%%

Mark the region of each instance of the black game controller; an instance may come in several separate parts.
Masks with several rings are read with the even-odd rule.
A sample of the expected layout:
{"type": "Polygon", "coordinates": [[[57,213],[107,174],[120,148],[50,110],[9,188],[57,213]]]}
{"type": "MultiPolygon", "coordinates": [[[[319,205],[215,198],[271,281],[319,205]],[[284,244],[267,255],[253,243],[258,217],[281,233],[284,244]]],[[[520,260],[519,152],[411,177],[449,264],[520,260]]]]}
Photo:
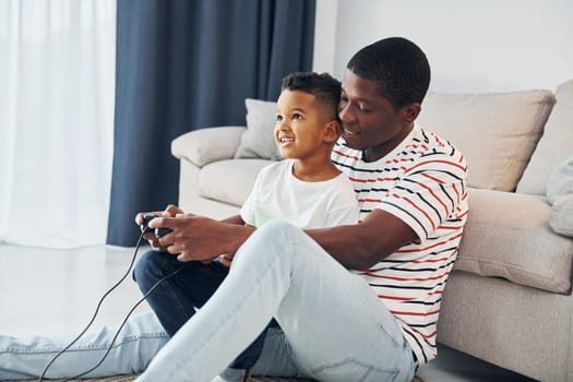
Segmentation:
{"type": "MultiPolygon", "coordinates": [[[[150,222],[154,218],[158,217],[157,215],[143,215],[143,224],[140,226],[142,232],[151,232],[153,230],[152,227],[150,227],[150,222]]],[[[169,232],[171,232],[172,229],[166,228],[166,227],[157,227],[155,228],[155,237],[160,238],[162,236],[165,236],[169,232]]]]}

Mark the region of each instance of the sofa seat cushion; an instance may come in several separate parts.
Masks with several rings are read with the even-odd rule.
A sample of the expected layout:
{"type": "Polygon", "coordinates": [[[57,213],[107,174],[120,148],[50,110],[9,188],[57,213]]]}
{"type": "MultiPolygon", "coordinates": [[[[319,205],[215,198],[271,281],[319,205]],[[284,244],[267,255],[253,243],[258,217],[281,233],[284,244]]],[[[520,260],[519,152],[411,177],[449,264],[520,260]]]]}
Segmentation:
{"type": "Polygon", "coordinates": [[[204,166],[199,174],[199,194],[241,206],[254,184],[259,170],[268,159],[226,159],[204,166]]]}
{"type": "Polygon", "coordinates": [[[571,290],[573,240],[549,227],[545,198],[469,189],[454,268],[553,293],[571,290]]]}

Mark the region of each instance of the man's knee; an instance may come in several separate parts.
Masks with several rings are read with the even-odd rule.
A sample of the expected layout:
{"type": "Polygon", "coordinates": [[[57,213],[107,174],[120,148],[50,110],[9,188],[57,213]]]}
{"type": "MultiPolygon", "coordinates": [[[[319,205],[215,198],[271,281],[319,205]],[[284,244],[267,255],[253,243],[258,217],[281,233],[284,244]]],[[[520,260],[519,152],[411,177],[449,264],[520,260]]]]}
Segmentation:
{"type": "Polygon", "coordinates": [[[141,255],[135,263],[133,268],[133,279],[140,285],[145,287],[154,285],[157,279],[162,278],[162,270],[164,268],[165,259],[160,252],[147,251],[141,255]]]}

%%

#### Objective
Reproduce the whole listing above word for word, leaving out the pictures.

#### Solution for this exercise
Mark the region of each instance of the black game controller; an instance may come in several separate parts.
Masks with several rings are read with the even-odd rule.
A sample of the expected layout:
{"type": "Polygon", "coordinates": [[[57,213],[107,174],[120,148],[50,110],[9,188],[57,213]]]}
{"type": "MultiPolygon", "coordinates": [[[[319,205],[215,198],[271,281],[319,205]],[[284,244],[267,255],[253,243],[258,217],[281,233],[284,244]]],[[[520,260],[519,152],[411,177],[449,264],[520,260]]]]}
Photo:
Segmentation:
{"type": "MultiPolygon", "coordinates": [[[[150,222],[154,218],[158,217],[157,215],[143,215],[143,224],[140,226],[142,232],[151,232],[153,230],[152,227],[150,227],[150,222]]],[[[169,232],[171,232],[172,229],[166,228],[166,227],[157,227],[155,228],[155,237],[160,238],[162,236],[165,236],[169,232]]]]}

Mark the region of each instance of the sofa seat cushion; an instance may come in several separate parts.
Masks with several rings are read with the even-odd rule.
A sample of the expected layout:
{"type": "Polygon", "coordinates": [[[57,213],[107,174],[120,148],[50,110],[9,188],[57,213]]]}
{"type": "MultiPolygon", "coordinates": [[[[319,205],[215,198],[271,281],[319,205]],[[284,244],[267,255],[253,243],[258,217],[281,233],[284,244]]],[[[520,260],[519,152],[411,177],[449,264],[520,260]]]]}
Segmentation:
{"type": "Polygon", "coordinates": [[[204,166],[199,174],[199,194],[241,206],[254,184],[259,170],[268,159],[226,159],[204,166]]]}
{"type": "Polygon", "coordinates": [[[571,290],[573,240],[549,227],[545,198],[469,189],[454,268],[553,293],[571,290]]]}

Mark the region of each instance of the man's knee; an instance may come in several separate parts.
Masks with several rings are read with the even-odd rule.
A sample of the expected layout:
{"type": "Polygon", "coordinates": [[[57,213],[107,174],[120,148],[50,110],[9,188],[57,213]]]}
{"type": "MultiPolygon", "coordinates": [[[[319,205],[215,198],[271,281],[319,205]],[[284,244],[267,255],[253,243],[258,217],[281,233],[284,244]]],[[[520,260],[519,152],[411,177],[449,264],[520,260]]]]}
Segmentation:
{"type": "Polygon", "coordinates": [[[141,255],[135,263],[133,268],[133,279],[140,285],[145,287],[154,285],[157,279],[162,278],[162,270],[164,268],[165,259],[160,252],[147,251],[141,255]]]}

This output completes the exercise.